Kieran Murphy
President and CEO at GE Healthcare
Published on June 24, 2021
COVID-19 has changed healthcare forever.
Leaders across our industry responded by rapidly adopting technologies to address health inequities, increase efficiencies, and improve patient outcomes.
In the future, historians will recognize this time as an inflection point.
I discussed this shift with my GE Healthcare colleagues Amit Phadnis, chief digital officer, and David Seda, chief marketing officer for digital, during a recent Reuters event on digital health.
We explored how innovations such as
- the virtualization of care,
- the convergence of clinical medicine and data science, and
- enterprise-wide surveillance
offer incredible opportunities to improve patient outcomes.
1.Virtual Care Scales Resources, Expands Access
Patients wanted convenience and expediency before COVID-19, but the pandemic heightened expectations. Along the way, we saw how virtual care can meet these needs and help clinicians and health systems, too.
Among virtual care’s most valuable benefits are its abilities to boost efficiency and scale resources.
GE Healthcare set up a tele-ICU in India, for example, which connected 800 beds and enabled remote monitoring of critically ill patients nationwide.
Thanks to that innovation, the chief intensivist went
- from managing 10 to 15 patients a day
- to as many as 100
— a model that could help clinics reach patients in other developing markets worldwide.
Remote patient monitoring empowered clinicians to send some patients home,
- which aided their recovery from COVID-19 and
- allowed hospitals to devote more resources to sicker patients.
Clinicians and patients saw that the technology met their needs,
while the enterprise benefited from reduced hospital stays ensuring the necessary capacity.

- _Given material_:
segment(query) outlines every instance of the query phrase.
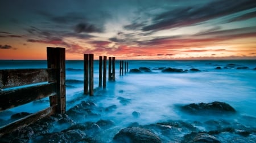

- _Tasks_:
a. Answer these questions from the post on COVID-19 and digital health:
(i) On what date was the post published?
(ii) What title does David Seda hold?
(iii) How many beds did the tele-ICU that GE Healthcare set up in India connect?
b. From the post on COVID-19 and digital health, extract the part starting at "Thanks to that" and ending at "to sicker patients.".

- _Answers by task_:
a.
(i) June 24, 2021
(ii) Chief marketing officer for digital
(iii) 800

b.
Thanks to that innovation, the chief intensivist went
- from managing 10 to 15 patients a day
- to as many as 100
— a model that could help clinics reach patients in other developing markets worldwide.
Remote patient monitoring empowered clinicians to send some patients home,
- which aided their recovery from COVID-19 and
- allowed hospitals to devote more resources to sicker patients.